Copy the lines below word for word, starting at the line that contains "Task: an <instance>" and stopping after the line that contains "box: [151, 36, 263, 299]".

=== Records to use ===

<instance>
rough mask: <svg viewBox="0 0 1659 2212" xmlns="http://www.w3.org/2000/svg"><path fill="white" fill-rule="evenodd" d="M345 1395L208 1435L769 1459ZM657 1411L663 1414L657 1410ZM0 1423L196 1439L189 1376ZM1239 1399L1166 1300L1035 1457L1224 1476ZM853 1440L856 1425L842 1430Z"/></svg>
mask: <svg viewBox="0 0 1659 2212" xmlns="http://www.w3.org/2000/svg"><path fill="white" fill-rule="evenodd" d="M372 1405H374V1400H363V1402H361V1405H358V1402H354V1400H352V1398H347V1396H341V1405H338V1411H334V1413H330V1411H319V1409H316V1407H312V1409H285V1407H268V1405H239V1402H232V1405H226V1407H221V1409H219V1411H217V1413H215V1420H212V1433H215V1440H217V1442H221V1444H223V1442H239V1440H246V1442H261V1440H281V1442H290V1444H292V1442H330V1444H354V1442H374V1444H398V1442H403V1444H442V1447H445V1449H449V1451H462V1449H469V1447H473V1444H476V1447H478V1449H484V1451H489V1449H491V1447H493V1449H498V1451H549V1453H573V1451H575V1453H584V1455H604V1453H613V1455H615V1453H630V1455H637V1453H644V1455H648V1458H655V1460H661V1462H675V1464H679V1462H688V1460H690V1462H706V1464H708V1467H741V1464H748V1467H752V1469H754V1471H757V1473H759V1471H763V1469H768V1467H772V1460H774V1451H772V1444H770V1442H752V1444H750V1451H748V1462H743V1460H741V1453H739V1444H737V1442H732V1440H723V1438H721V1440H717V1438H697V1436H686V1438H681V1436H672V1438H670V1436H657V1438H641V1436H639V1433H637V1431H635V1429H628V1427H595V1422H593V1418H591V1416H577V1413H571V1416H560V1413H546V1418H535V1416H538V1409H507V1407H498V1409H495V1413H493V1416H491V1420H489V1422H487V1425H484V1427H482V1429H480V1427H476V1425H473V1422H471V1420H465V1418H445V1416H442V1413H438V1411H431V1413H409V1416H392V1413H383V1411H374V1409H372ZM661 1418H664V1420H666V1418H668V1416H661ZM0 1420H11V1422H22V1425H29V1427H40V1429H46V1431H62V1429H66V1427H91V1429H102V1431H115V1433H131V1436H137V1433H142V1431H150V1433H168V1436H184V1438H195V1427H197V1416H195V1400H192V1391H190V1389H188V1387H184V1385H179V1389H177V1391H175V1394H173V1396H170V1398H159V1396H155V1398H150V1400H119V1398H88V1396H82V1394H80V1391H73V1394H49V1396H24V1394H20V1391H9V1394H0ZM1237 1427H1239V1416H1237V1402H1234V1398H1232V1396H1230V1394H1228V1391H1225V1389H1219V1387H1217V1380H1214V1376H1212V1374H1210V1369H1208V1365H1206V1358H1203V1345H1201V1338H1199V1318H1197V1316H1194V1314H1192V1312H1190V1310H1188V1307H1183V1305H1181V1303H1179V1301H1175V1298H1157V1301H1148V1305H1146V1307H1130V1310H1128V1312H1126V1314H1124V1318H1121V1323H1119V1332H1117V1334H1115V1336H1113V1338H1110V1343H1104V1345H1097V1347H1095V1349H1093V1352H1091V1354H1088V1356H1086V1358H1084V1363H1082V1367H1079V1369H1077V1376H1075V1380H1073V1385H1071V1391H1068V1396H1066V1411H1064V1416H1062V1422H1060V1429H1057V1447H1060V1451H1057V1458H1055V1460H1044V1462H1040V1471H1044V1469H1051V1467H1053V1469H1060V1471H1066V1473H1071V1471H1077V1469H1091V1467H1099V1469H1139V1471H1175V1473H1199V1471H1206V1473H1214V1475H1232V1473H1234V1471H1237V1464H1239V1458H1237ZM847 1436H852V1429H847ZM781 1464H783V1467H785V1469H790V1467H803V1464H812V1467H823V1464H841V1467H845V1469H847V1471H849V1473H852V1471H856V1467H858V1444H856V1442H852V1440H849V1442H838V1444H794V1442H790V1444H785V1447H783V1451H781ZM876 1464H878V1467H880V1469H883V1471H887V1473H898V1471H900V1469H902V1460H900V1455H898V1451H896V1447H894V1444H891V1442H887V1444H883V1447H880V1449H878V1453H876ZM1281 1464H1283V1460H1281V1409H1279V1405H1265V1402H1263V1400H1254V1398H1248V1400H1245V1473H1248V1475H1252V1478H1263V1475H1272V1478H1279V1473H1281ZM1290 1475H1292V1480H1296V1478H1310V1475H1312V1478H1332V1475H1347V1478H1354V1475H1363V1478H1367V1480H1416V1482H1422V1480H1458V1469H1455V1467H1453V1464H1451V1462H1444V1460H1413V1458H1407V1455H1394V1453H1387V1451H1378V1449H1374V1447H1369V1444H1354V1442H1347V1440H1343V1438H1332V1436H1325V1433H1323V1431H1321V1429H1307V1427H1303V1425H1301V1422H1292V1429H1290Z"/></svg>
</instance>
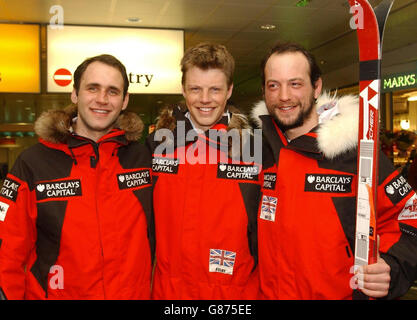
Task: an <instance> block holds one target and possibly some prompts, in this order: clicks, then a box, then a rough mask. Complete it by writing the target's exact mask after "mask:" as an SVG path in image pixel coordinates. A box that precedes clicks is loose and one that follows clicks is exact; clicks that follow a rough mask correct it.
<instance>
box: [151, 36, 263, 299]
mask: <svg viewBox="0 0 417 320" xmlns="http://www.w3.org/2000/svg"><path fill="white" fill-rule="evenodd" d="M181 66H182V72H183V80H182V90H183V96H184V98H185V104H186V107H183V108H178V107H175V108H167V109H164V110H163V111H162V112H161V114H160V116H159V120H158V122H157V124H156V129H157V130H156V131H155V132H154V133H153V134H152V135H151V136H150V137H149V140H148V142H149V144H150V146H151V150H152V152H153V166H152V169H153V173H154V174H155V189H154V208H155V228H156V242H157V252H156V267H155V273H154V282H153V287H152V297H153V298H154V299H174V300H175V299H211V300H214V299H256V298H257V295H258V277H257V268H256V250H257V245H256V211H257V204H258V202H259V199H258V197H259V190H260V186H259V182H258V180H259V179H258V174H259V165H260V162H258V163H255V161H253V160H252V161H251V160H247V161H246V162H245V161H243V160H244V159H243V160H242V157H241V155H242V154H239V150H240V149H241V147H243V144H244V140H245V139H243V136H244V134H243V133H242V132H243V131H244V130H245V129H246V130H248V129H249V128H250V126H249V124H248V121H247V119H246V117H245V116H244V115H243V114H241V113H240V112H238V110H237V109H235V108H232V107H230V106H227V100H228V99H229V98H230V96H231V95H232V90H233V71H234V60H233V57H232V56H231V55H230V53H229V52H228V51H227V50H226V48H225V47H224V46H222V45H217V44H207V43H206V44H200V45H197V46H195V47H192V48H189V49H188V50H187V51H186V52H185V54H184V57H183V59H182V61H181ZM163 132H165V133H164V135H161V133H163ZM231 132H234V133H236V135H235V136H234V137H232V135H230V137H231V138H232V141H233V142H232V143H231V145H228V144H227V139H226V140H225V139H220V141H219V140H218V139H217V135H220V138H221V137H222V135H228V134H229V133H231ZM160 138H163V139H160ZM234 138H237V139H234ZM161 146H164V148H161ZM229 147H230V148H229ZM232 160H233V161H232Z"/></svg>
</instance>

===

● Exercise result
Task: an <instance> block holds one target and possibly some prompts, in this order: clicks, then a box, then a rough mask. Complete it by writing the target's exact mask after "mask:" as an SVG path in image pixel coordinates. A box that precedes clicks is loose and one that follows clicks is exact; clicks that follow a rough mask correct it.
<instance>
box: [151, 36, 263, 299]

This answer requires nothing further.